══ Input for this task

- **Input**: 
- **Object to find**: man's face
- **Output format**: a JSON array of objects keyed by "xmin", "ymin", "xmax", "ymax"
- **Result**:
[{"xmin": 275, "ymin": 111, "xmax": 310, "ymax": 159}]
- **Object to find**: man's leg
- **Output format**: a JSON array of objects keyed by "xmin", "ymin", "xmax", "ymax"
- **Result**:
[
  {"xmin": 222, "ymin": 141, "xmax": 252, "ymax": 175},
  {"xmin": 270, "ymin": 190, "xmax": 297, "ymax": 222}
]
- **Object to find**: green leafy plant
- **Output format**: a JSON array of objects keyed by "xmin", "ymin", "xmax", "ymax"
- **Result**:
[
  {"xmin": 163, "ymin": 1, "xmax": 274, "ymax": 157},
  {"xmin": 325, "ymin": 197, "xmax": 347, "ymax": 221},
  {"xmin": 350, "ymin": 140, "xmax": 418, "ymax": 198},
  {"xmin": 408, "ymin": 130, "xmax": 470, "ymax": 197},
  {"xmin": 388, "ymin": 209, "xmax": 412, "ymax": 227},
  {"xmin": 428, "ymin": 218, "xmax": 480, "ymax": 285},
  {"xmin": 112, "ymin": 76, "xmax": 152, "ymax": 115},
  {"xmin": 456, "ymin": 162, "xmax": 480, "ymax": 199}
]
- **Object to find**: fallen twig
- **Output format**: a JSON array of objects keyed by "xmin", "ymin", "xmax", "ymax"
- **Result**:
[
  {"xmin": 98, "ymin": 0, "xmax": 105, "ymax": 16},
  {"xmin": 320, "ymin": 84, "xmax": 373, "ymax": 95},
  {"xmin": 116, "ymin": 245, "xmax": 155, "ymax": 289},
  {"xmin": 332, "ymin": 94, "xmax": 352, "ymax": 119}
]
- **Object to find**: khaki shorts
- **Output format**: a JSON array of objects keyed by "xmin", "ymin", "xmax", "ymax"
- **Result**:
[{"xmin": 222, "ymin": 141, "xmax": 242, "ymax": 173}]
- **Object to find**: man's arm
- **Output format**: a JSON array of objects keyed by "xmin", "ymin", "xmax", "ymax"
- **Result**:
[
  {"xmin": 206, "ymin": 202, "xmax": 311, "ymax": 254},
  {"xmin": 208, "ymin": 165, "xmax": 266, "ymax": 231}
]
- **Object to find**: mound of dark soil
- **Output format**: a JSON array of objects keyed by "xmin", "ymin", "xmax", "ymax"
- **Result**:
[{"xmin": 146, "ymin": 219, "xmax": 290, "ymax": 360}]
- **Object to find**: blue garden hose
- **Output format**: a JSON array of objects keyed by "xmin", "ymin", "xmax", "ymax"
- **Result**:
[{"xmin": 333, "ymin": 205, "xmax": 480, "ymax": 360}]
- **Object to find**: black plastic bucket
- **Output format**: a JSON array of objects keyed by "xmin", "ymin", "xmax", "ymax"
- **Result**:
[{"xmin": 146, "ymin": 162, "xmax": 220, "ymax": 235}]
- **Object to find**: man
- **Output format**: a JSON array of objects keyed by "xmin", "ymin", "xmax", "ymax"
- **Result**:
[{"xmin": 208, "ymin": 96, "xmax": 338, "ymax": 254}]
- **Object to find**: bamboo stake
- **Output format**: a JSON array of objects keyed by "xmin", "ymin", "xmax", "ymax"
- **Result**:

════

-- What the exercise asks --
Turn every line of the listing above into a Markdown table with the columns "Row" and "Line". Number the rows in order and leave out blank lines.

-- Final result --
| Row | Line |
|---|---|
| 1 | - **Input**:  |
| 2 | - **Object to find**: man's face |
| 3 | - **Output format**: a JSON array of objects keyed by "xmin", "ymin", "xmax", "ymax" |
| 4 | - **Result**: |
| 5 | [{"xmin": 275, "ymin": 111, "xmax": 310, "ymax": 159}] |
| 6 | - **Object to find**: man's leg |
| 7 | - **Output format**: a JSON array of objects keyed by "xmin", "ymin", "xmax", "ymax" |
| 8 | - **Result**: |
| 9 | [ |
| 10 |   {"xmin": 222, "ymin": 141, "xmax": 252, "ymax": 175}, |
| 11 |   {"xmin": 270, "ymin": 190, "xmax": 297, "ymax": 222} |
| 12 | ] |
| 13 | - **Object to find**: green leafy plant |
| 14 | - **Output format**: a JSON array of objects keyed by "xmin", "ymin", "xmax", "ymax" |
| 15 | - **Result**: |
| 16 | [ |
| 17 |   {"xmin": 163, "ymin": 1, "xmax": 274, "ymax": 157}, |
| 18 |   {"xmin": 325, "ymin": 197, "xmax": 347, "ymax": 221}, |
| 19 |   {"xmin": 350, "ymin": 140, "xmax": 418, "ymax": 198}, |
| 20 |   {"xmin": 408, "ymin": 130, "xmax": 470, "ymax": 197}, |
| 21 |   {"xmin": 388, "ymin": 209, "xmax": 412, "ymax": 227}, |
| 22 |   {"xmin": 428, "ymin": 218, "xmax": 480, "ymax": 285}, |
| 23 |   {"xmin": 112, "ymin": 76, "xmax": 152, "ymax": 115}, |
| 24 |   {"xmin": 456, "ymin": 162, "xmax": 480, "ymax": 199} |
| 25 | ] |
| 26 | - **Object to find**: fallen twig |
| 27 | - **Output format**: a JSON array of objects keyed by "xmin", "ymin", "xmax", "ymax" |
| 28 | - **Result**: |
| 29 | [ |
| 30 |   {"xmin": 98, "ymin": 0, "xmax": 105, "ymax": 16}, |
| 31 |   {"xmin": 320, "ymin": 84, "xmax": 373, "ymax": 95}, |
| 32 |   {"xmin": 116, "ymin": 245, "xmax": 155, "ymax": 289}, |
| 33 |   {"xmin": 332, "ymin": 94, "xmax": 352, "ymax": 119} |
| 34 | ] |
| 35 | - **Object to find**: khaki shorts |
| 36 | - **Output format**: a JSON array of objects keyed by "xmin", "ymin", "xmax", "ymax" |
| 37 | - **Result**: |
| 38 | [{"xmin": 222, "ymin": 141, "xmax": 242, "ymax": 173}] |
| 39 | - **Object to find**: man's arm |
| 40 | - **Output format**: a JSON array of objects keyed by "xmin", "ymin", "xmax", "ymax" |
| 41 | - **Result**: |
| 42 | [ |
| 43 |   {"xmin": 206, "ymin": 202, "xmax": 311, "ymax": 254}, |
| 44 |   {"xmin": 208, "ymin": 165, "xmax": 266, "ymax": 231} |
| 45 | ] |
| 46 | - **Object to find**: mound of dark soil |
| 47 | - **Output format**: a JSON array of objects keyed by "xmin", "ymin", "xmax", "ymax" |
| 48 | - **Result**: |
| 49 | [{"xmin": 146, "ymin": 219, "xmax": 290, "ymax": 360}] |
| 50 | - **Object to find**: blue garden hose |
| 51 | - **Output format**: a JSON array of objects keyed by "xmin", "ymin", "xmax", "ymax" |
| 52 | - **Result**: |
| 53 | [{"xmin": 333, "ymin": 205, "xmax": 480, "ymax": 360}] |
| 54 | - **Object to find**: black plastic bucket |
| 55 | - **Output format**: a JSON array of objects keyed by "xmin", "ymin", "xmax", "ymax" |
| 56 | - **Result**: |
| 57 | [{"xmin": 146, "ymin": 162, "xmax": 220, "ymax": 235}] |
| 58 | - **Object to find**: man |
| 59 | - **Output format**: a JSON array of objects keyed by "xmin", "ymin", "xmax", "ymax" |
| 60 | - **Result**: |
| 61 | [{"xmin": 208, "ymin": 96, "xmax": 338, "ymax": 254}] |
| 62 | - **Object to find**: bamboo stake |
| 63 | - **Output format**: a JSON array of objects keyed by "xmin", "ymin", "xmax", "ymax" |
| 64 | - **Result**: |